Exercise inputs Start Marker
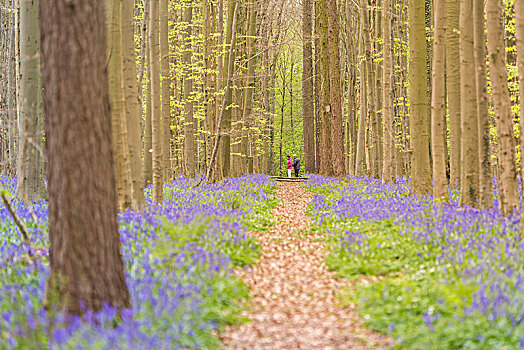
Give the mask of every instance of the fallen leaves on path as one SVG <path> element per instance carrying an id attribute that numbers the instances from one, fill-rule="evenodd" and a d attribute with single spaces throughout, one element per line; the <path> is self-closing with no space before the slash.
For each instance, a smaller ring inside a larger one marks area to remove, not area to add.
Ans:
<path id="1" fill-rule="evenodd" d="M 305 234 L 310 193 L 301 184 L 279 183 L 282 203 L 273 210 L 260 262 L 240 273 L 251 288 L 251 322 L 220 335 L 227 349 L 380 349 L 388 340 L 364 328 L 354 307 L 341 307 L 335 293 L 348 281 L 336 280 L 323 263 L 320 234 Z"/>

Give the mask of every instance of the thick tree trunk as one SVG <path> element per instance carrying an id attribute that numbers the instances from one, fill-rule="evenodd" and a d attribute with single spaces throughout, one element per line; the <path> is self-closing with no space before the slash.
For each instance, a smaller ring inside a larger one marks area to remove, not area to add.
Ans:
<path id="1" fill-rule="evenodd" d="M 486 35 L 485 35 L 484 1 L 473 1 L 473 30 L 475 82 L 477 93 L 477 120 L 479 129 L 479 207 L 493 206 L 493 187 L 491 179 L 491 136 L 489 123 L 489 105 L 486 68 Z"/>
<path id="2" fill-rule="evenodd" d="M 122 52 L 124 64 L 124 92 L 126 102 L 126 121 L 129 140 L 129 159 L 131 163 L 131 184 L 133 202 L 141 207 L 144 200 L 144 178 L 142 175 L 140 137 L 140 109 L 135 60 L 133 3 L 122 1 Z"/>
<path id="3" fill-rule="evenodd" d="M 435 33 L 433 41 L 432 98 L 431 98 L 431 156 L 433 158 L 433 196 L 448 200 L 446 177 L 446 0 L 435 1 Z"/>
<path id="4" fill-rule="evenodd" d="M 40 77 L 38 0 L 20 1 L 20 143 L 18 196 L 23 200 L 46 197 L 43 168 L 44 135 Z"/>
<path id="5" fill-rule="evenodd" d="M 363 24 L 360 23 L 360 32 L 362 33 Z M 360 36 L 360 51 L 363 51 L 363 36 Z M 358 115 L 358 134 L 357 150 L 355 160 L 355 175 L 362 176 L 366 174 L 366 120 L 368 115 L 367 104 L 367 84 L 366 84 L 366 64 L 360 64 L 360 110 Z"/>
<path id="6" fill-rule="evenodd" d="M 315 105 L 313 97 L 313 47 L 311 0 L 302 1 L 302 127 L 304 137 L 304 169 L 315 172 Z"/>
<path id="7" fill-rule="evenodd" d="M 162 202 L 164 195 L 162 171 L 162 115 L 160 110 L 160 45 L 158 42 L 158 0 L 149 0 L 149 67 L 151 81 L 151 134 L 153 149 L 153 201 Z"/>
<path id="8" fill-rule="evenodd" d="M 41 0 L 51 273 L 69 313 L 130 305 L 116 220 L 104 3 Z"/>
<path id="9" fill-rule="evenodd" d="M 507 215 L 519 208 L 519 195 L 502 9 L 501 0 L 487 0 L 489 70 L 499 145 L 500 203 L 502 212 Z"/>
<path id="10" fill-rule="evenodd" d="M 426 26 L 423 1 L 409 1 L 411 188 L 431 193 L 427 108 Z"/>
<path id="11" fill-rule="evenodd" d="M 252 152 L 248 152 L 248 130 L 251 123 L 254 121 L 255 116 L 253 113 L 253 96 L 255 92 L 255 65 L 257 63 L 256 47 L 255 47 L 255 36 L 257 34 L 257 2 L 251 0 L 249 2 L 249 24 L 248 24 L 248 37 L 247 37 L 247 51 L 248 51 L 248 62 L 247 62 L 247 78 L 244 93 L 244 120 L 246 125 L 244 126 L 244 134 L 242 136 L 242 156 L 246 169 L 244 172 L 249 172 L 249 159 L 251 159 Z"/>

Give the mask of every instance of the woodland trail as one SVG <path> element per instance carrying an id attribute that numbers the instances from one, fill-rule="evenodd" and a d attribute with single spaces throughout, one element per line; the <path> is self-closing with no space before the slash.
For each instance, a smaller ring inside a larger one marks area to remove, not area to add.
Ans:
<path id="1" fill-rule="evenodd" d="M 312 194 L 300 183 L 278 183 L 282 203 L 269 232 L 252 234 L 262 244 L 259 263 L 240 272 L 251 288 L 251 319 L 221 334 L 226 349 L 381 349 L 388 340 L 361 325 L 354 307 L 335 293 L 351 282 L 334 278 L 323 263 L 326 247 L 310 234 L 305 214 Z"/>

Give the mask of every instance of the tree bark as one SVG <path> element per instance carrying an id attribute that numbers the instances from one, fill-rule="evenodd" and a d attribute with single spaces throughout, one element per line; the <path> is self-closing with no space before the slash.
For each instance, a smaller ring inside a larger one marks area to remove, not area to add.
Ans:
<path id="1" fill-rule="evenodd" d="M 125 2 L 125 0 L 124 0 Z M 191 6 L 191 4 L 189 5 Z M 191 7 L 190 7 L 191 8 Z M 162 89 L 162 169 L 164 182 L 171 180 L 171 74 L 169 72 L 169 1 L 160 0 L 160 74 Z"/>
<path id="2" fill-rule="evenodd" d="M 47 297 L 69 313 L 130 306 L 116 220 L 104 3 L 41 0 L 48 158 Z"/>
<path id="3" fill-rule="evenodd" d="M 162 171 L 162 115 L 160 110 L 160 45 L 158 0 L 149 0 L 149 67 L 151 81 L 151 134 L 153 148 L 153 201 L 162 202 L 164 183 Z"/>
<path id="4" fill-rule="evenodd" d="M 383 166 L 382 181 L 393 183 L 395 181 L 395 167 L 393 163 L 393 153 L 395 152 L 393 120 L 395 118 L 392 106 L 393 97 L 393 57 L 391 52 L 392 33 L 391 23 L 391 0 L 384 0 L 382 4 L 384 20 L 382 22 L 382 42 L 383 42 L 383 70 L 382 70 L 382 102 L 383 102 Z"/>
<path id="5" fill-rule="evenodd" d="M 473 31 L 475 82 L 477 93 L 477 120 L 479 129 L 479 207 L 493 206 L 493 187 L 491 179 L 491 136 L 489 125 L 489 105 L 487 91 L 486 35 L 484 1 L 473 1 Z"/>
<path id="6" fill-rule="evenodd" d="M 519 86 L 520 86 L 520 178 L 524 179 L 524 166 L 522 166 L 522 154 L 524 154 L 524 3 L 515 2 L 515 19 L 516 19 L 516 37 L 517 37 L 517 62 L 519 69 Z M 524 212 L 520 214 L 520 236 L 524 237 Z"/>
<path id="7" fill-rule="evenodd" d="M 324 176 L 333 176 L 333 152 L 331 147 L 331 95 L 329 92 L 329 50 L 328 50 L 328 19 L 327 19 L 327 0 L 319 0 L 316 9 L 316 15 L 319 16 L 317 35 L 320 36 L 320 113 L 322 115 L 321 134 L 320 134 L 320 174 Z"/>
<path id="8" fill-rule="evenodd" d="M 460 133 L 460 0 L 446 2 L 446 90 L 449 110 L 450 186 L 456 188 L 461 174 Z"/>
<path id="9" fill-rule="evenodd" d="M 111 102 L 111 130 L 118 195 L 118 208 L 125 210 L 134 206 L 131 184 L 131 162 L 126 124 L 124 63 L 122 56 L 122 7 L 119 0 L 106 0 L 107 56 L 109 76 L 109 99 Z"/>
<path id="10" fill-rule="evenodd" d="M 502 9 L 502 1 L 487 0 L 489 70 L 499 145 L 500 203 L 502 212 L 509 215 L 519 208 L 519 195 Z"/>
<path id="11" fill-rule="evenodd" d="M 38 0 L 20 1 L 20 143 L 18 196 L 46 197 Z"/>
<path id="12" fill-rule="evenodd" d="M 126 121 L 129 140 L 129 159 L 131 163 L 131 184 L 133 186 L 133 202 L 138 207 L 145 204 L 144 177 L 142 174 L 140 137 L 140 108 L 138 103 L 138 83 L 135 60 L 135 29 L 133 19 L 133 3 L 122 1 L 122 52 L 124 64 L 124 92 Z"/>
<path id="13" fill-rule="evenodd" d="M 302 1 L 302 127 L 304 137 L 304 169 L 315 172 L 315 105 L 313 97 L 313 47 L 311 0 Z"/>
<path id="14" fill-rule="evenodd" d="M 426 26 L 423 1 L 409 1 L 411 188 L 431 193 L 427 108 Z"/>
<path id="15" fill-rule="evenodd" d="M 448 200 L 446 177 L 446 0 L 435 1 L 435 33 L 433 41 L 432 98 L 431 98 L 431 156 L 433 158 L 433 197 Z"/>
Exercise inputs End Marker
» Task
Read the entries and select each line where the word "before" is found.

» Output for this exercise
Give the mask of every instance of the fallen leaves on path as one SVG <path> element per instance carrying an id attribute that numbers the instances from one, fill-rule="evenodd" and a d attribute with single spaces throughout, one element per line; the <path> is self-closing with no space before the slash.
Give the mask of every instance of the thick tree trunk as one SVG <path> element per instance carrying an id attribute that numbers the instances from one, fill-rule="evenodd" and a d attribute with single spaces throughout, one element per line; the <path> is self-closing with no space before the slash.
Give the mask of every instance of the woodland trail as one SVG <path> element per instance carrying an id attribute that numbers the instances from one, fill-rule="evenodd" and a d attribute with single spaces throughout, one element per line; the <path> is self-closing with no space before the slash.
Give the mask of every instance of the tree bark as one SVG <path> element per instance carrying an id attribute that numbers the instances from one, fill-rule="evenodd" and a d attribute with single spaces throughout, one element per line; the <path> is self-closing with no space before the slash.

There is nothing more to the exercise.